BRIEF → Write out, word for word, the part of the article below on Nigeria's health workforce from "The report’s workforce" up to and including "distribution of physicians.".

PAGE EXCERPT →
"""

-Rural Nigeria’s Reliance on Community Health Workers and Unlicensed Doctors.
Nigeria’s northern states continue to grapple with a severe shortage of medical doctors and specialised health professionals, forcing primary health centres and rural communities to rely heavily on community health practitioners (CHPs) for day-to-day care, the Federal Ministry of Health and Social Welfare says in its 2025 State of Health of the Nation Report.
The report’s workforce analysis exposes stark regional imbalances. CHPs are now the largest single professional group in the country’s health workforce, with 223,802 registered and licensed practitioners as of 2024. Employment data show that 100 per cent of licensed CHPs are currently employed — a contrast with 51 per cent of licensed doctors and 62 per cent of licensed pharmacists who are in active practice.
Concentration and density
The concentration of CHPs is highest in northern states. Kaduna leads with 11,973 CHPs, followed by Benue (11,552) and Kano (11,382). By contrast, a heat map of doctors per 10,000 population included in the report highlights an uneven national distribution of physicians.

"""

DATASET EXTRACT →
"""

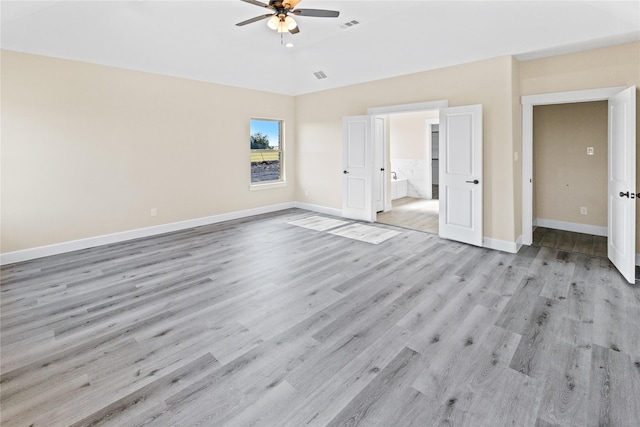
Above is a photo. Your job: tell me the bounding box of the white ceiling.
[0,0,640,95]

"""
"""

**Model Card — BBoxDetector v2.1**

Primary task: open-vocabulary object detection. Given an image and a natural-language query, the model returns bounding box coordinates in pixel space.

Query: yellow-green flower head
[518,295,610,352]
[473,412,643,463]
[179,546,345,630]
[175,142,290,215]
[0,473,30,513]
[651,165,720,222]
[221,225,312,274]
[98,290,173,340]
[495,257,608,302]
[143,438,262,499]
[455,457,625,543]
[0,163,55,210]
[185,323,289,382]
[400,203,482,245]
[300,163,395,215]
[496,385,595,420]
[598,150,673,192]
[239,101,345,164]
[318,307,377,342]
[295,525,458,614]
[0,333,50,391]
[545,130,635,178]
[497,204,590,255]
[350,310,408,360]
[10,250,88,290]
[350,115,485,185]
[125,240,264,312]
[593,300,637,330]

"""

SOLUTION FOR THIS TASK →
The report’s workforce analysis exposes stark regional imbalances. CHPs are now the largest single professional group in the country’s health workforce, with 223,802 registered and licensed practitioners as of 2024. Employment data show that 100 per cent of licensed CHPs are currently employed — a contrast with 51 per cent of licensed doctors and 62 per cent of licensed pharmacists who are in active practice.
Concentration and density
The concentration of CHPs is highest in northern states. Kaduna leads with 11,973 CHPs, followed by Benue (11,552) and Kano (11,382). By contrast, a heat map of doctors per 10,000 population included in the report highlights an uneven national distribution of physicians.